* _出典_:
こまつ座&ホリプロ公演「組曲虐殺」顔合わせコメント到着!

2019.09.13

井上ひさし最後の戯曲。笑いと涙に包まれた感動の音楽劇。

劇作家・井上ひさしの没後10年目となる2019年。こまつ座では、「井上ひさしメモリアル10」として、幻の初期作から最後の書き下ろし戯曲「組曲虐殺」まで、作品を上演している。こまつ座&ホリプロ公演『組曲虐殺』は、プロレタリア文学の旗手・小林多喜二の生涯を、彼を取り巻く愛すべき登場人物たちとの日々を中心に描いた作品。一人の内気な青年が、なぜ29歳4ヶ月で死に至らなくてはならなかったのか。明るさと笑いと涙に包まれつつ、現代社会を鋭く照射する音楽劇だ。

先日行われたキャストの顔合わせより、顔合わせの模様の写真とコメントを紹介する。

 

【栗山民也 顔合わせコメント】 わたしは、井上さんから2つのものをいただきました。一つは、「怒ること」。今、目の前で起こっていることに対し、しっかりと向き合う。もう一つは、人間は生まれながらに涙の谷を渡っている、だからこそ「笑うこと」を自分たち自らで作りださなければならないと。この作品は、その「怒り」と「笑い」が妙なカタチで混在し、絡み合っている不条理な作品です。ドタバタがあったと思ったら、突然その中に極めてシリアスな時間が現れる。
なぜこういう芝居になったのかと、ずっと考えています。小林多喜二は、特高により築地署に連行され、3時間もの残虐な拷問を受け死んでいくのだけれど、その3時間、彼は自分が思い信じる思想を決して曲げなかった。曲げなかったから虐殺に至ったわけですが、それが井上さんのペンとしっかりとつながっている。だから、全身でぶつかって書かれた戯曲のせりふの一言一言が、とても痛いのです。3時間の拷問に耐えながら、きっと多喜二は今までのいい思い出だけを頭の中に描いていたんじゃないか。それを井上さんは「かけがえのない光景」として、この芝居の根っこにしたんじゃないか。そんな現実の痛みと、現実の願いのつまった芝居です。その事実こそが、不条理なのです。
日本はこのままいくと、どんどんものが言えない時代になっていくでしょう、すでにそうなっているとも思えるが。またこの芝居が必要とされる時代がきてしまったことを強く感じながら、皆で愉快で厳しい作品にしましょう。

 

【井上芳雄】◆2回本読みを終えて どうでした?
初演の時は、稽古のたびに新しい台本が届き、一生懸命やっていただけなので、その時はキャリアが浅かったこともありますが、冷静にこれがどういう作品なのかというのはわかっていませんでした。

* _保存資料_:
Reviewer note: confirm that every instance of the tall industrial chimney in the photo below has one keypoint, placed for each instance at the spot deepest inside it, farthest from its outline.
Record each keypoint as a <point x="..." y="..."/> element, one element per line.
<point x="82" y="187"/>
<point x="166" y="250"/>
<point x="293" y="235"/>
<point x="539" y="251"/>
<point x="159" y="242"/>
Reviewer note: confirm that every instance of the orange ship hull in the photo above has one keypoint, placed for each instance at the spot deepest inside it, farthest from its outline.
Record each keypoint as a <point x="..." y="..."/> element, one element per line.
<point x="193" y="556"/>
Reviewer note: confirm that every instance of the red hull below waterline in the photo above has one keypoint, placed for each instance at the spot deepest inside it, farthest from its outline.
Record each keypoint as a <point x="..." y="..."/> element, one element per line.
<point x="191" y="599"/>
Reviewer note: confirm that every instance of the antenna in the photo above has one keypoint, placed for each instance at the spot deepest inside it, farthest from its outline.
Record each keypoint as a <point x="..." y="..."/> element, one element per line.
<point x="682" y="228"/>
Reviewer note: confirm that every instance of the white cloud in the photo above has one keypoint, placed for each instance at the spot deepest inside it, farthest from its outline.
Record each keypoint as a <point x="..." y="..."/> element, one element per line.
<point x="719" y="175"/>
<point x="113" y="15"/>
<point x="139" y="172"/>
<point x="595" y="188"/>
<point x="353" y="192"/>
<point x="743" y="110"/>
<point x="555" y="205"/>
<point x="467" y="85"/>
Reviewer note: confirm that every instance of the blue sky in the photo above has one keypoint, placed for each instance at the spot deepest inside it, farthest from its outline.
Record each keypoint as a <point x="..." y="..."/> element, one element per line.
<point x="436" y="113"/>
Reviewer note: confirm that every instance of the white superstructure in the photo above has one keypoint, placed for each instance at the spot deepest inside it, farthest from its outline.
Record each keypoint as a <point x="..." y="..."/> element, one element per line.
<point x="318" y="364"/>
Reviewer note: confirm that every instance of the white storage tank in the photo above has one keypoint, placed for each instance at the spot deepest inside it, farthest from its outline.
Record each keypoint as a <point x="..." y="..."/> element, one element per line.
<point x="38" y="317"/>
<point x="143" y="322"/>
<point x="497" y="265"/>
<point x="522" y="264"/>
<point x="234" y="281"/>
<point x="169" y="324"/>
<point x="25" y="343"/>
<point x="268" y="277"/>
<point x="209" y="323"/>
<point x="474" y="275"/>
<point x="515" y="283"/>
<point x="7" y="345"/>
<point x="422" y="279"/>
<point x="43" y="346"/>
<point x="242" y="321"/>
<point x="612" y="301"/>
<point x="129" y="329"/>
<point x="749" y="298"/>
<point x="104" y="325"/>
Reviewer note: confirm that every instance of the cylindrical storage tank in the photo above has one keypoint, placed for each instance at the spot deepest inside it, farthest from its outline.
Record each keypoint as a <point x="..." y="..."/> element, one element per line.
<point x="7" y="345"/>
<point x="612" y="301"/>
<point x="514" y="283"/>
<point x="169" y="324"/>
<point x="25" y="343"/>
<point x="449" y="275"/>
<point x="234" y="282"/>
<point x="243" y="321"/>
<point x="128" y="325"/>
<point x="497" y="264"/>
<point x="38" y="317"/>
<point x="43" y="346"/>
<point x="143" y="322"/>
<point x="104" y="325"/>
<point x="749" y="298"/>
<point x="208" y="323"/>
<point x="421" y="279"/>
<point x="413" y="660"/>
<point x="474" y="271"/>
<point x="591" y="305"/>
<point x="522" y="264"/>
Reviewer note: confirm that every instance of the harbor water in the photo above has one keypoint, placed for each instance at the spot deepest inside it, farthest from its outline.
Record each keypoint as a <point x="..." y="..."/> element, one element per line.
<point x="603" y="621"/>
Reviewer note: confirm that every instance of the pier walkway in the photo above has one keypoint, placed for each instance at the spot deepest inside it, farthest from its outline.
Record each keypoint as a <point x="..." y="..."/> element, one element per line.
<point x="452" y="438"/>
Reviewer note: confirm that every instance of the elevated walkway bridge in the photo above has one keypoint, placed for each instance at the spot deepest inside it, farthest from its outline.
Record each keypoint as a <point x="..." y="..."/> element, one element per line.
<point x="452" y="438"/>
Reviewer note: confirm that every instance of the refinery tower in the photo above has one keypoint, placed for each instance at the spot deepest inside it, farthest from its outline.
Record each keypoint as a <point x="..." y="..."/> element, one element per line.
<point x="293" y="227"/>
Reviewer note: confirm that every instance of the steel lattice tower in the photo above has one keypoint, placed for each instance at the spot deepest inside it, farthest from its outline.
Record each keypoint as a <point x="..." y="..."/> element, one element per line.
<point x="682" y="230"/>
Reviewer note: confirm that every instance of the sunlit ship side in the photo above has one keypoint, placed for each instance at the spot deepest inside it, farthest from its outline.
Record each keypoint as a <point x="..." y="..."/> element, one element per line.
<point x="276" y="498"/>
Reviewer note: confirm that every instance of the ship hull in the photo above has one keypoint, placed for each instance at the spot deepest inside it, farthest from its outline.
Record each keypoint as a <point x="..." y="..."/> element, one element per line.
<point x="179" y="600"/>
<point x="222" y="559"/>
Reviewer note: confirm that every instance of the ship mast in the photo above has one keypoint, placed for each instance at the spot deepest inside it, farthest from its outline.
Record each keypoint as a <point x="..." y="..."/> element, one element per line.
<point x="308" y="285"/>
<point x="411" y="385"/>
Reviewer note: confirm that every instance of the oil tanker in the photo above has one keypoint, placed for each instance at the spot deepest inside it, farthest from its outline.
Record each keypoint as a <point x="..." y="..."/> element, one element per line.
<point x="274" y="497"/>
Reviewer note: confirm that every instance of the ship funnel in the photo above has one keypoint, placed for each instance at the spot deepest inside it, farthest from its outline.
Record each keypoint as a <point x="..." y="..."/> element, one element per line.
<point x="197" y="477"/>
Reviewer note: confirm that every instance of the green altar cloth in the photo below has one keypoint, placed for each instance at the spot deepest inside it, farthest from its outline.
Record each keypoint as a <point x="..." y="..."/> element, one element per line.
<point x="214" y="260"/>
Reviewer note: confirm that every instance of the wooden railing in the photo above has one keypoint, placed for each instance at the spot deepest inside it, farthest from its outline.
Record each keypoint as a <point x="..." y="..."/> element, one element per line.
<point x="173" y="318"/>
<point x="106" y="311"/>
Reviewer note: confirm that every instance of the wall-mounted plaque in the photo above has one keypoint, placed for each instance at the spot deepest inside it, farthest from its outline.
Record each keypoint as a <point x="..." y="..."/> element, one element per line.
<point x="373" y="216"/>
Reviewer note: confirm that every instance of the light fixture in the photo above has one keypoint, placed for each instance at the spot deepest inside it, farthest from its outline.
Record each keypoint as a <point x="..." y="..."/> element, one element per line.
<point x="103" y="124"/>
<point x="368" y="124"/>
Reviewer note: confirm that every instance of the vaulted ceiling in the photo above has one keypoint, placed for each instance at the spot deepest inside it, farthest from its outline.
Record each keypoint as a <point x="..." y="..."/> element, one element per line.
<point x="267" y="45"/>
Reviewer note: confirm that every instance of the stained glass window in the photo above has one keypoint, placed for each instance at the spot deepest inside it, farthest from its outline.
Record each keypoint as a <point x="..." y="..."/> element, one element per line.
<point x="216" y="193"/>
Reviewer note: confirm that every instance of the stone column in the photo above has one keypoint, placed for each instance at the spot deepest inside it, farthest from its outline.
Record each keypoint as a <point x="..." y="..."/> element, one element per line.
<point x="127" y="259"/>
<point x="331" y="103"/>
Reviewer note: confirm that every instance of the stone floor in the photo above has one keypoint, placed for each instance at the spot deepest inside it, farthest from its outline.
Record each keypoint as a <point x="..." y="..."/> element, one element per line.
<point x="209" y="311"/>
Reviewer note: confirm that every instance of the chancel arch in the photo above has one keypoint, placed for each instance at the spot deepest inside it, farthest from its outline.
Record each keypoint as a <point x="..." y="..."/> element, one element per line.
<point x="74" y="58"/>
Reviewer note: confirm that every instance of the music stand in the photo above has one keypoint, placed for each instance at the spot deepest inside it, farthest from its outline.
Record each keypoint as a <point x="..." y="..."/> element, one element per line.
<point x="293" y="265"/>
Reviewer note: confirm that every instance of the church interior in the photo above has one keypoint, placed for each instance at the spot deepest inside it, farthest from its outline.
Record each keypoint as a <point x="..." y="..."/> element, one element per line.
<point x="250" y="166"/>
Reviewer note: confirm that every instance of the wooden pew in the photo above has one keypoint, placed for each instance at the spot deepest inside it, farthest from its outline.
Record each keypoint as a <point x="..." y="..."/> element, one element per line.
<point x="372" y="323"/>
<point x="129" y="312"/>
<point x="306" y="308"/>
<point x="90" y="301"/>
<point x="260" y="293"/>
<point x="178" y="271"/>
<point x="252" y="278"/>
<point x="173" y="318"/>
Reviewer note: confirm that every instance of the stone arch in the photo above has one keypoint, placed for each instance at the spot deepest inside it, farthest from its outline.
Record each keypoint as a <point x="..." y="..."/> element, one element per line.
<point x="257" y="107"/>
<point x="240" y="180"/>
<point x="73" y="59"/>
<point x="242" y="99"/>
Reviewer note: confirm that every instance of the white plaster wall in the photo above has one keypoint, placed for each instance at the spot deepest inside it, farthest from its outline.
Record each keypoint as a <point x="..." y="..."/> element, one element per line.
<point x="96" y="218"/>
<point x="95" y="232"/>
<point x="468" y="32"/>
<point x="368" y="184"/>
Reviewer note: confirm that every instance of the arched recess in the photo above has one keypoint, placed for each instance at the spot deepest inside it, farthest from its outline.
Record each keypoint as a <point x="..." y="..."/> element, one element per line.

* _練習問題 1_: 出典によると、小林多喜二は何歳何ヶ月で亡くなりましたか。
* _練習問題 2_: 出典の「井上ひさし最後の戯曲。笑いと涙に包まれた感動の音楽劇。」から「事実こそが、不条理なのです。」までを、「戯曲」を「脚本」に差し替えて書き直してください。
資料はこの作業では使いません。

* _最終解答 1_: 29歳4ヶ月で亡くなりました。

* _最終解答 2_:
井上ひさし最後の脚本。笑いと涙に包まれた感動の音楽劇。

劇作家・井上ひさしの没後10年目となる2019年。こまつ座では、「井上ひさしメモリアル10」として、幻の初期作から最後の書き下ろし脚本「組曲虐殺」まで、作品を上演している。こまつ座&ホリプロ公演『組曲虐殺』は、プロレタリア文学の旗手・小林多喜二の生涯を、彼を取り巻く愛すべき登場人物たちとの日々を中心に描いた作品。一人の内気な青年が、なぜ29歳4ヶ月で死に至らなくてはならなかったのか。明るさと笑いと涙に包まれつつ、現代社会を鋭く照射する音楽劇だ。

先日行われたキャストの顔合わせより、顔合わせの模様の写真とコメントを紹介する。

 

【栗山民也 顔合わせコメント】 わたしは、井上さんから2つのものをいただきました。一つは、「怒ること」。今、目の前で起こっていることに対し、しっかりと向き合う。もう一つは、人間は生まれながらに涙の谷を渡っている、だからこそ「笑うこと」を自分たち自らで作りださなければならないと。この作品は、その「怒り」と「笑い」が妙なカタチで混在し、絡み合っている不条理な作品です。ドタバタがあったと思ったら、突然その中に極めてシリアスな時間が現れる。
なぜこういう芝居になったのかと、ずっと考えています。小林多喜二は、特高により築地署に連行され、3時間もの残虐な拷問を受け死んでいくのだけれど、その3時間、彼は自分が思い信じる思想を決して曲げなかった。曲げなかったから虐殺に至ったわけですが、それが井上さんのペンとしっかりとつながっている。だから、全身でぶつかって書かれた脚本のせりふの一言一言が、とても痛いのです。3時間の拷問に耐えながら、きっと多喜二は今までのいい思い出だけを頭の中に描いていたんじゃないか。それを井上さんは「かけがえのない光景」として、この芝居の根っこにしたんじゃないか。そんな現実の痛みと、現実の願いのつまった芝居です。その事実こそが、不条理なのです。